■ Extract provided ■
It's not so much that those raised with the internet fully enmeshed into every aspect of their lives confuse the online world and the real world, that would require a level of true psychosis that very few possess, it's that the rewards of the online world have come to outweigh the rewards of the real world for many.
When Drake fans called the Philly DA begging them to arrest and charge Meek Mill it was because an active part of the story that was blowing up their Twitter timelines felt like it mattered more than the life of an actual person, and as dumb as these kids obviously were, I have to believe they didn't think rolling up on Budden was a perfectly safe plan. They just assumed any conflict would be worth the attention. They'd just "it's a prank bro!" their way out of any situation and it would only matter on the internet for a day or two, if that long. They were right - they emerged unscathed and kicked off a meme. What bigger "real world" reward is there in 2016?
I'm no technology alarmist. Every generation believes it lived in the last glorious time before the world turned for the worse, and it wasn't that long ago my mother was refusing to get cable for my brother and I because TV would assuredly rot our brains. If we had YouTube growing up, we would have been no different. But watch that video again. Listen to the way the kid in the driver's seat apologizes, immediately understands he's made a mistake. And then listen to the kid in the backseat, the one with the phone, the one who absurdly keeps shouting out his Twitter handle even as a man bangs rocks against his window and threatens to kill him.
The kid in the driver's seat gives me hope, the one holding the phone makes me believe the apocalypse is already here. Let's just hope the next generation is willing to live life in the driver's seat, and that while they're driving, they don't have one hand on the wheel and the other scanning for Pokemon...or rappers.
UPDATE: Drake followed the kids who ran up on Joe, which is beyond stupid - you think he'd recognize that encouraging people to run up on celebrities, including himself, is only going to end poorly - but apparently his pettiness knows no bounds.

■ Exercise data ■
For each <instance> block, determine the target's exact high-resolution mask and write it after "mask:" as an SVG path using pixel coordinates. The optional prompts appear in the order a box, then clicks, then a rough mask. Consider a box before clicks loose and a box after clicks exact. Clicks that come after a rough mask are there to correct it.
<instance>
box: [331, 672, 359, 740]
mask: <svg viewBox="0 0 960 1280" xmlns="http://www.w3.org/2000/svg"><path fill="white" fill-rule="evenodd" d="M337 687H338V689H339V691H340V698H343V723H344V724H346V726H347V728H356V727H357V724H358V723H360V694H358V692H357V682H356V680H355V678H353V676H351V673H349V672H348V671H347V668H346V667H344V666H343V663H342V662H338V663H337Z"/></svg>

■ Parts of the exercise ■
a) Answer these about the piece on online attention:
(i) Whom did Drake fans call to ask for Meek Mill's arrest?
(ii) What did the writer's mother refuse to get for the writer and the writer's brother?
(iii) According to the update, whom did Drake follow?
b) In the piece on online attention, rename "online world" as "digital world" and write out the passage starting with "It's not so" and going on through "world for many.".
The data was drawn from a separate source.

■ Solutions below ■
a)
(i) The Philly DA.
(ii) Cable.
(iii) The kids who ran up on Joe.

b)
It's not so much that those raised with the internet fully enmeshed into every aspect of their lives confuse the digital world and the real world, that would require a level of true psychosis that very few possess, it's that the rewards of the digital world have come to outweigh the rewards of the real world for many.